Region pointing data
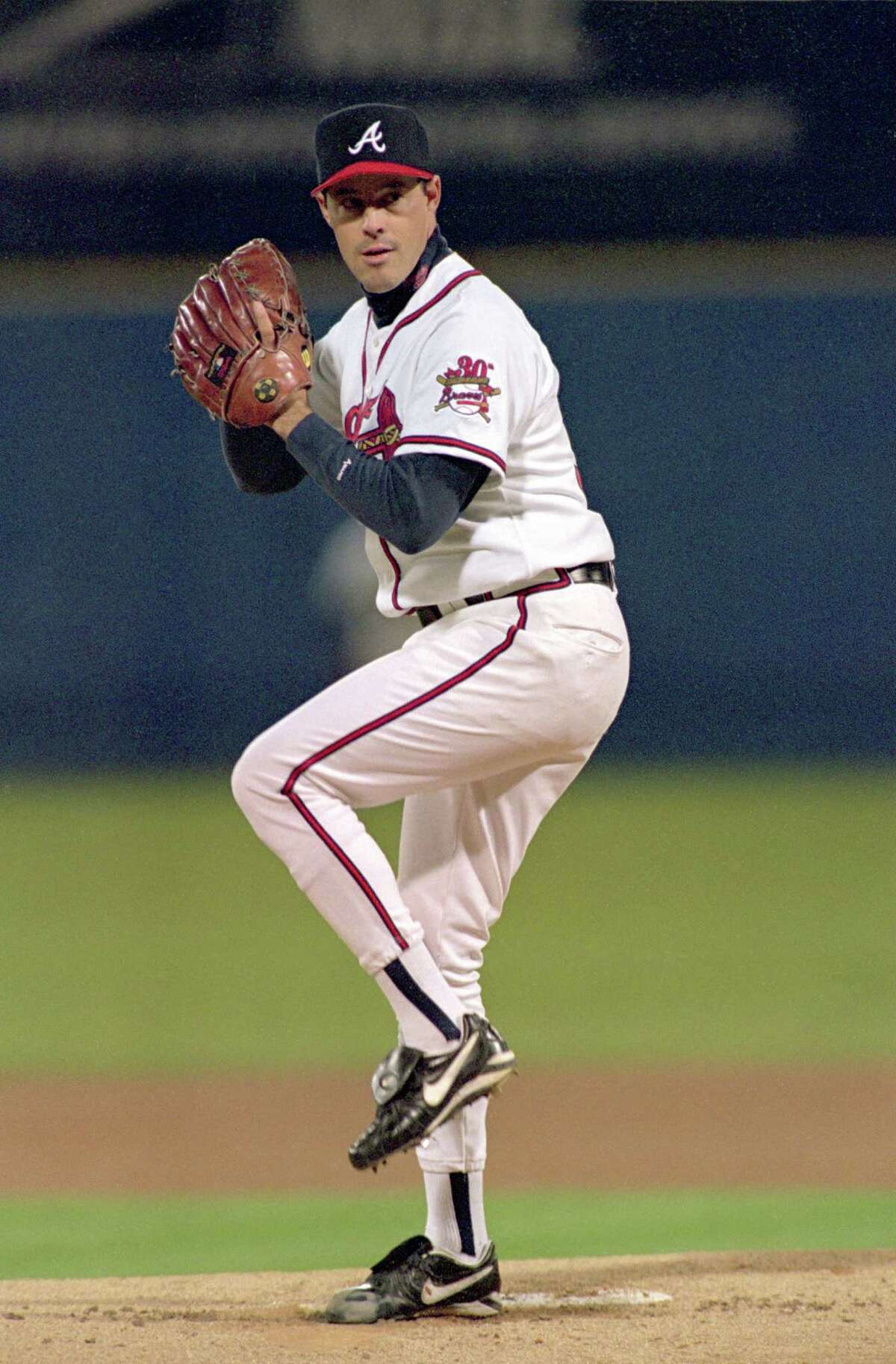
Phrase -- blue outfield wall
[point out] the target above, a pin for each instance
(741, 449)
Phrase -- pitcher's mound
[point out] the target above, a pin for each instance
(738, 1307)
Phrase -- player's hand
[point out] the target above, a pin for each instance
(242, 341)
(296, 411)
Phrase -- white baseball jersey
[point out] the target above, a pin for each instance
(461, 371)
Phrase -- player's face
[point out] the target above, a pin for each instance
(381, 225)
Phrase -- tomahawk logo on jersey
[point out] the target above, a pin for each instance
(379, 438)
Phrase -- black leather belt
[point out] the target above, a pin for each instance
(603, 573)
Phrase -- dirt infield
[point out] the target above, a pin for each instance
(606, 1128)
(810, 1309)
(681, 1127)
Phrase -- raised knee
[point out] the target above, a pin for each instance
(246, 779)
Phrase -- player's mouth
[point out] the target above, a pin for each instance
(373, 255)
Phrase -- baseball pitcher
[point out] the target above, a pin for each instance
(430, 414)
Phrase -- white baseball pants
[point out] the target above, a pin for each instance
(479, 723)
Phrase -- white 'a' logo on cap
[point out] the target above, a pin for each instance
(371, 135)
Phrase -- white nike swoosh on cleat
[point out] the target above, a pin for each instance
(435, 1093)
(432, 1293)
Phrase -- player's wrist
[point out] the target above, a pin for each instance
(296, 411)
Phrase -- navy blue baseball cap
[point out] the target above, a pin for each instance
(370, 140)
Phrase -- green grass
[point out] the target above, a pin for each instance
(662, 915)
(69, 1238)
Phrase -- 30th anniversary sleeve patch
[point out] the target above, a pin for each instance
(467, 387)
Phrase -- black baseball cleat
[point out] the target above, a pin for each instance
(415, 1280)
(415, 1093)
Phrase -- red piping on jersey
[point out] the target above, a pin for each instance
(471, 670)
(412, 317)
(396, 569)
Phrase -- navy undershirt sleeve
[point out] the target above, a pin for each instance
(411, 501)
(258, 460)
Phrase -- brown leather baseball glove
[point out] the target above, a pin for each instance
(242, 341)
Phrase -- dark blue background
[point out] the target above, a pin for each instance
(741, 449)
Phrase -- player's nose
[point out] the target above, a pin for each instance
(373, 219)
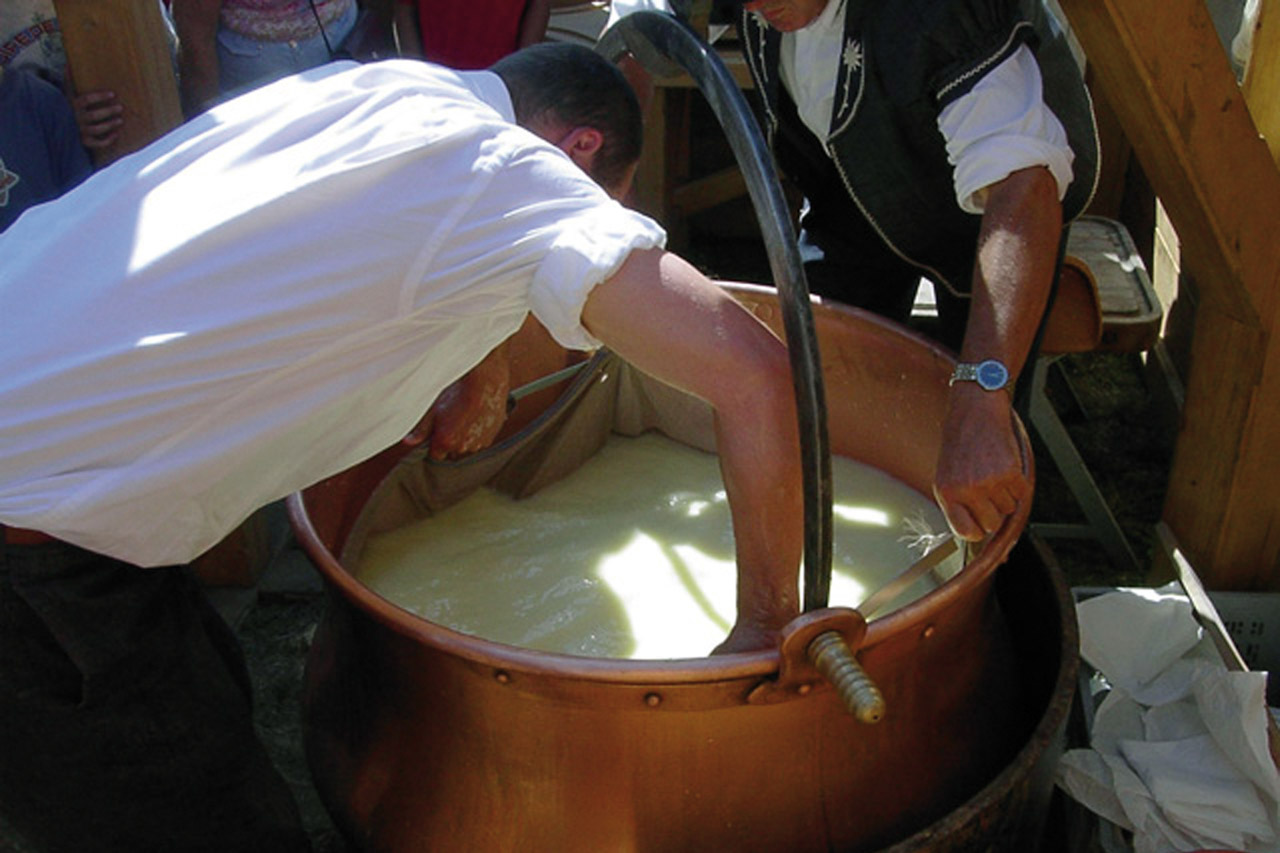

• _Activity_
Examine the entries and say how many of their lines hold the word "navy". No other words should accompany the number.

• _Exercise response_
2